▶ **Exercise requirements**
Copy everything from the line containing "Please annotate the branching" down to the line containing "[118,519,159,549]", replacing "inflorescence stem" with "flower stalk" and changing nothing else. Return only those lines.

# start of Material shown

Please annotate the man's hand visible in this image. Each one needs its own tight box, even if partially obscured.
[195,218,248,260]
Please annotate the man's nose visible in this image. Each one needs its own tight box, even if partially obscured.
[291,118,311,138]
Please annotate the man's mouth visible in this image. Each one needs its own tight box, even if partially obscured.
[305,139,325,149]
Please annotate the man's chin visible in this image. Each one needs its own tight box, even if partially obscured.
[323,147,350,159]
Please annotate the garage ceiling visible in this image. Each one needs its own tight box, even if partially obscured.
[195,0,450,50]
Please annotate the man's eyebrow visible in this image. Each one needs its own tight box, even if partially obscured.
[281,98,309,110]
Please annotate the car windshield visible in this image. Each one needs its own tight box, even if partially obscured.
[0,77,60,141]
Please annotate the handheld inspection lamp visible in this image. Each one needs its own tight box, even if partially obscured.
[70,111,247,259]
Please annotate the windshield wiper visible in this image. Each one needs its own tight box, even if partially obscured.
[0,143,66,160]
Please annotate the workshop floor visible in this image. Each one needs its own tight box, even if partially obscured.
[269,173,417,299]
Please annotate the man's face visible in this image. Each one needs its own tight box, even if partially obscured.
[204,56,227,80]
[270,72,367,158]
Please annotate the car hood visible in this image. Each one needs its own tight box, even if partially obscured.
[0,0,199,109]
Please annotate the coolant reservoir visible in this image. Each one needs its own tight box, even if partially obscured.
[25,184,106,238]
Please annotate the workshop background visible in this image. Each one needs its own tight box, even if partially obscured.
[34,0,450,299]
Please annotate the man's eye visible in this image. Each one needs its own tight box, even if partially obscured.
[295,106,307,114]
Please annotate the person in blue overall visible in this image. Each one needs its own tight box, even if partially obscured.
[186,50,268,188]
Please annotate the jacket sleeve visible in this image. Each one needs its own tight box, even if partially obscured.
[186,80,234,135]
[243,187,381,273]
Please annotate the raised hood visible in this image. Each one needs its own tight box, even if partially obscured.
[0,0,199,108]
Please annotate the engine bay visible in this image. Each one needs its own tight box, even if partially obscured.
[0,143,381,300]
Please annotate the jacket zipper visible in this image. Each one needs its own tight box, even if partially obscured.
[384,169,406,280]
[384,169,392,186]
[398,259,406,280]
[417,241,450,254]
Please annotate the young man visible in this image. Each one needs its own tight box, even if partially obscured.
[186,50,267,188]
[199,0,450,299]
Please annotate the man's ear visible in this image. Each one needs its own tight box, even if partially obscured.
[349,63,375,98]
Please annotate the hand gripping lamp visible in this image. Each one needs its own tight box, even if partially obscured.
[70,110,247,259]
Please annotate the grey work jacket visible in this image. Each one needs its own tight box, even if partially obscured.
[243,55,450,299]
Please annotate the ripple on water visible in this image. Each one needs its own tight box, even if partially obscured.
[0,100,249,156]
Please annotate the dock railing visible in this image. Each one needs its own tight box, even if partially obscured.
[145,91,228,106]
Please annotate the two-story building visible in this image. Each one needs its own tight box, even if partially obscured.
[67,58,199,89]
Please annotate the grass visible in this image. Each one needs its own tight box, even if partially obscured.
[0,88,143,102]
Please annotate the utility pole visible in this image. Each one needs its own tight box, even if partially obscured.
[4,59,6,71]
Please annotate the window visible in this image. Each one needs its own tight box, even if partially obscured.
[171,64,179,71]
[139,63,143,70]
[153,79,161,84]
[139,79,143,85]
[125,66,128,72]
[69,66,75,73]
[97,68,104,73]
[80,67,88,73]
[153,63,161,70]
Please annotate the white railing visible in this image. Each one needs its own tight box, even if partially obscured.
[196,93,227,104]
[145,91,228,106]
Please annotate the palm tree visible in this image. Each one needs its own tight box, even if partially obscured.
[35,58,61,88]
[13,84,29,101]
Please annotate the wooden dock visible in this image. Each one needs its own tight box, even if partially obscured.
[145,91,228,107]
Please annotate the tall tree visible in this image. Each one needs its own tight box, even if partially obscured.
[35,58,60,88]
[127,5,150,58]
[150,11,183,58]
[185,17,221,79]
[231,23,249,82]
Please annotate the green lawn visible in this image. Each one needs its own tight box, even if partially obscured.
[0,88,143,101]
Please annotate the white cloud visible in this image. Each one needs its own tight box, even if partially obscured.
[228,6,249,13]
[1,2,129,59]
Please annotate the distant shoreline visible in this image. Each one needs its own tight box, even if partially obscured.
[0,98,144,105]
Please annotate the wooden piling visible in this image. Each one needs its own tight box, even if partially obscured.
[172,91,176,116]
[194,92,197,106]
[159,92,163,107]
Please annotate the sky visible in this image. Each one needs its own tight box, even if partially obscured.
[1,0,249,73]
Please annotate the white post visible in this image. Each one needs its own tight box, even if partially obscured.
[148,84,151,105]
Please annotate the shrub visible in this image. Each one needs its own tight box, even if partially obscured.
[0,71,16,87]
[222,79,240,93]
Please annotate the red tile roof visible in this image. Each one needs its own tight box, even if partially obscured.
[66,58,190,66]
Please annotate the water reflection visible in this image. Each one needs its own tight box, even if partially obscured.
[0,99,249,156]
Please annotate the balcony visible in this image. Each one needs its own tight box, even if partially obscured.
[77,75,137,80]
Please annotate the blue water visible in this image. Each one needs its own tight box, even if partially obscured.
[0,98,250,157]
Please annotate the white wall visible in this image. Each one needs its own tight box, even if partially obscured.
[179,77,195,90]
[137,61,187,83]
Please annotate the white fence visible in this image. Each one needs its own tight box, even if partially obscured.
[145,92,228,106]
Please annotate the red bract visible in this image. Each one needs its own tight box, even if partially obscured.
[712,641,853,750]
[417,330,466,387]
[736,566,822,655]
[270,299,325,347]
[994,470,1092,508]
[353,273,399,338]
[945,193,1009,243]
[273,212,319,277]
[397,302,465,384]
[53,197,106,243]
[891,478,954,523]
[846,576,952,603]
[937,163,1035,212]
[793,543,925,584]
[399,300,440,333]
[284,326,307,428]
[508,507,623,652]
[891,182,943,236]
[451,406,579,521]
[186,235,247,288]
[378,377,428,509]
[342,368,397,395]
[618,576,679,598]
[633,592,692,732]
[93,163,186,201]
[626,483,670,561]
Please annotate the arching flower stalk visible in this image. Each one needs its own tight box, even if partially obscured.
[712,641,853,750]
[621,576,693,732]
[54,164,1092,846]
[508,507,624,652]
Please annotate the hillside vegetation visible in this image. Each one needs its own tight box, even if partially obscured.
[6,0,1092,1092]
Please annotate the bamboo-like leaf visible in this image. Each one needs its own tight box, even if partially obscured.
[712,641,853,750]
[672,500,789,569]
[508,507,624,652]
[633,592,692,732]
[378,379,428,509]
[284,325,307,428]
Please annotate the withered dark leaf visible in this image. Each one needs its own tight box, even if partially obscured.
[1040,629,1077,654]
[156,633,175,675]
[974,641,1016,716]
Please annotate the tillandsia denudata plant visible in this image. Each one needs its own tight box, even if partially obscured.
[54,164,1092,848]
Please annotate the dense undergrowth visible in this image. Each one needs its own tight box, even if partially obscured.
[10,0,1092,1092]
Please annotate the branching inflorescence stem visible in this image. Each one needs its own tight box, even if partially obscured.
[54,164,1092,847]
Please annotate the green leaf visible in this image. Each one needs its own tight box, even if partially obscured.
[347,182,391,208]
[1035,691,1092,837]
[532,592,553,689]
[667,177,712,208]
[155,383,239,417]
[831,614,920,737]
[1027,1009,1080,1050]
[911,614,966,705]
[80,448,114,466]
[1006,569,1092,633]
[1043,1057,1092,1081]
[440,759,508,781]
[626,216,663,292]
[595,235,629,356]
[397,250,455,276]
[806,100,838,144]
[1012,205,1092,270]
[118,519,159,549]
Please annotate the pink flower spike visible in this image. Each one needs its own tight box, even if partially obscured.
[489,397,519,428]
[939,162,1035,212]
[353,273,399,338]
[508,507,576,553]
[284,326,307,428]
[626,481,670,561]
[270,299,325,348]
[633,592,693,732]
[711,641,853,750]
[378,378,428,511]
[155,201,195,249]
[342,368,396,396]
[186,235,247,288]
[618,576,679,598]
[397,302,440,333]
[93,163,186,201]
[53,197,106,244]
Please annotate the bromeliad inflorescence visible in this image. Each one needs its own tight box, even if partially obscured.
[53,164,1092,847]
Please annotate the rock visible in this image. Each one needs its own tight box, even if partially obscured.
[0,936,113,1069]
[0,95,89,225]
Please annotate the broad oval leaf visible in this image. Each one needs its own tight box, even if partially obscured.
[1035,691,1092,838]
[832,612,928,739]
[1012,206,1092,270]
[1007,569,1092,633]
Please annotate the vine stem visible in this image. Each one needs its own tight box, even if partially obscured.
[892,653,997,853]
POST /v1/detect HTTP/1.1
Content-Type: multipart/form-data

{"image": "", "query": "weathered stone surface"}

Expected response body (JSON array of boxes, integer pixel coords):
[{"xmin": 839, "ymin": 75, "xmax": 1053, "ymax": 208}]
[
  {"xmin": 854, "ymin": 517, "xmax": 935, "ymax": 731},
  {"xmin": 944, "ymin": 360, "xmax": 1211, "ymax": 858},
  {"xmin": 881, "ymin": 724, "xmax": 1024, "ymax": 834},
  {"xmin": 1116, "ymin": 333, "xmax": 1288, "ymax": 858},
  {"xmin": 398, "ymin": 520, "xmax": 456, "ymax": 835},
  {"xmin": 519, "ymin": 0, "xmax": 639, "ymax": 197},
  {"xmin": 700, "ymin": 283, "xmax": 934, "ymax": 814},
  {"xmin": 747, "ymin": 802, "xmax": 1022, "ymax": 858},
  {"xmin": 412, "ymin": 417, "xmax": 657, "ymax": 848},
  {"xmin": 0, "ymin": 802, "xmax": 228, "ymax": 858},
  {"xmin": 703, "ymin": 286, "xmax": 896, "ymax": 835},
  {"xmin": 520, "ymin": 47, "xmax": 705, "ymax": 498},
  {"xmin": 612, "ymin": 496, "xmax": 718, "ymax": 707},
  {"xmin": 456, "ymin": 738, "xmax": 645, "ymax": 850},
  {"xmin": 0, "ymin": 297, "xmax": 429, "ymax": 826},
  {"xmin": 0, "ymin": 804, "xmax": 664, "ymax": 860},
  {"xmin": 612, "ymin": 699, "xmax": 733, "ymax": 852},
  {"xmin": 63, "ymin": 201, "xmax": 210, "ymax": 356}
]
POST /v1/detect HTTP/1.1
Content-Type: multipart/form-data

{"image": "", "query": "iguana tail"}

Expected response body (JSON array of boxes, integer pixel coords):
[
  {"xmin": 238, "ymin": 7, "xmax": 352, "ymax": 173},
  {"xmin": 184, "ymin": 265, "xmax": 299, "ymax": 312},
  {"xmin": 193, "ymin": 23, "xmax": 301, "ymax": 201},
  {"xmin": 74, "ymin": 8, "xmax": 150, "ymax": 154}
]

# end of Material shown

▶ **Result**
Please annotate the branching flower stalk visible in this image. Each one needs its own tight box, even if partially obscured.
[54,164,1092,847]
Please annotate the green leaf visible in this image. Each one needs its own tight box, even if partially obscured.
[347,182,391,208]
[1035,691,1092,837]
[532,592,553,689]
[667,177,712,208]
[155,383,239,417]
[831,614,920,737]
[1027,1009,1080,1050]
[911,614,966,705]
[80,448,114,466]
[1006,569,1092,633]
[1043,1057,1092,1081]
[440,759,508,781]
[626,216,663,292]
[595,235,629,356]
[397,250,455,276]
[806,100,838,144]
[1012,205,1092,270]
[118,519,159,549]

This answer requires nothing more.